* begin Material supplied *
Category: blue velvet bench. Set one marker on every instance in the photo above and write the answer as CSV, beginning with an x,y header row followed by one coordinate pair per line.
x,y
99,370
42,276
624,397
* end Material supplied *
* _What to work on_
Copy out these records word for word.

* _Answer in full_
Category: blue velvet bench. Set one marker on every instance in the photo above and write the answer as CSV, beginning with an x,y header row followed by one coordinate pair per line.
x,y
99,370
42,276
624,397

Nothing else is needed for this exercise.